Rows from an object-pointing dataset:
— start —

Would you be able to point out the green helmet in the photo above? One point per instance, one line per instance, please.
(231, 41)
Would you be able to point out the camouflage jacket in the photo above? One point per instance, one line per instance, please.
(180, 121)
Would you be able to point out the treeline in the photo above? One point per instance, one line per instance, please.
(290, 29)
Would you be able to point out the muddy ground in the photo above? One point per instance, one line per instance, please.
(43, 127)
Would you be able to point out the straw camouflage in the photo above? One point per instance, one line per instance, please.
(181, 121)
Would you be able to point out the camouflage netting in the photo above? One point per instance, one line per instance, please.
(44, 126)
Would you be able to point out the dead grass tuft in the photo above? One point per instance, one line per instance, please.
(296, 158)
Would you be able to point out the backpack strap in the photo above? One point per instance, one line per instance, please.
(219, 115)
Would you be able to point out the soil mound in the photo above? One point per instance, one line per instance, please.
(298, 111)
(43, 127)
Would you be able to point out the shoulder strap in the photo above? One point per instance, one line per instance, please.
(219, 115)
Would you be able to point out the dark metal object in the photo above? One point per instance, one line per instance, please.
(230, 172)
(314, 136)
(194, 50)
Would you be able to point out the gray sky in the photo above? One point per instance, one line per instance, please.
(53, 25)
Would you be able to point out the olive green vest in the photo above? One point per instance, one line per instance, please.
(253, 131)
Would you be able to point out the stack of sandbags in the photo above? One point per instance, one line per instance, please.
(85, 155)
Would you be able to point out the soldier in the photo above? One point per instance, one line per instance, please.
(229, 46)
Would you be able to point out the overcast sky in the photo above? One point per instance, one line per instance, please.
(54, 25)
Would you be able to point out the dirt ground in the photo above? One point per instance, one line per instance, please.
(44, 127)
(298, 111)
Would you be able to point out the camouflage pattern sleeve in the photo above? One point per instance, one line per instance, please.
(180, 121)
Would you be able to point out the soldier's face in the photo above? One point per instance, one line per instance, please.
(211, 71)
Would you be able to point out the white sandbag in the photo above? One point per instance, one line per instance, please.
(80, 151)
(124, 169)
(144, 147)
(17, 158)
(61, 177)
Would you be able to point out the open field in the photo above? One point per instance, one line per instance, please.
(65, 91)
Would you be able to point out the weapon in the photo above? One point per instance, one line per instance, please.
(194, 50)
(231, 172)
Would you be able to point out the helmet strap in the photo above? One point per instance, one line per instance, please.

— end —

What the task requires: Quote all of the material above word for word, line by line, without changing anything.

Solved problem:
Would you be able to point out the green helmet in the photo above? One point per instance, one line per instance, please.
(231, 41)
Would you be able to point out the camouflage jacket in the photo above? One point per instance, one line per instance, please.
(180, 121)
Would you be able to point out the treeline in the photo above? One point per instance, one line per instance, please.
(290, 29)
Would you be able to point out the muddy ground in the photo above? One point per instance, one line per instance, please.
(43, 127)
Would you be able to point out the straw camouflage in the photo above? One point per instance, one line per instance, please.
(181, 121)
Would you be able to point out the camouflage netting in the photo above? One point per instance, one line per instance, please.
(44, 126)
Would you be able to point out the dead grass tuft in the photo above? One point per instance, one line per instance, please.
(296, 158)
Would you be able to point out the backpack strap in the photo above? One point per instance, one line per instance, please.
(219, 115)
Would you be able to point out the soil mound in the photo above? One point per instance, one line per instance, please.
(298, 111)
(43, 127)
Would you be able to point out the shoulder strap in the photo above? One point per instance, one line per instance, please.
(219, 115)
Would you be able to point out the dark metal object in the photo above? One point per instance, one line per instance, please.
(230, 172)
(314, 136)
(194, 50)
Would you be able to point out the gray sky in the photo above? One point per instance, one line per instance, please.
(53, 25)
Would you be able to point out the olive green vest in the photo above? One point per instance, one line per instance, please.
(253, 131)
Would you be able to point out the stack of sandbags in the photo above? One point per instance, one line per instance, please.
(85, 155)
Would you be able to point out the soldier in the photo above? One point per instance, one line per instance, please.
(229, 46)
Would you be able to point out the overcast sky in the photo above? One point per instance, one line per instance, please.
(54, 25)
Would you be able to point out the dirt ground in the photo above? One point per instance, one line per instance, please.
(44, 127)
(298, 111)
Would you be able to point out the camouflage pattern sleeve in the photo above? One point per instance, one line per instance, please.
(180, 121)
Would you be able to point out the soldier's face in the photo above? One point per instance, one line per instance, please.
(211, 71)
Would you be able to point out the white sandbag in the photo above? One point per instance, one line per instance, please.
(80, 151)
(124, 169)
(144, 147)
(17, 158)
(61, 177)
Would you be able to point out the open field in the photo above? One point per instance, one line per instance, please.
(65, 91)
Would you be able to point out the weapon in the photo above? One point per instance, one line per instance, please.
(194, 50)
(231, 172)
Would you be able to point out the helmet strap in the photo above? One point per instance, one line per instance, please.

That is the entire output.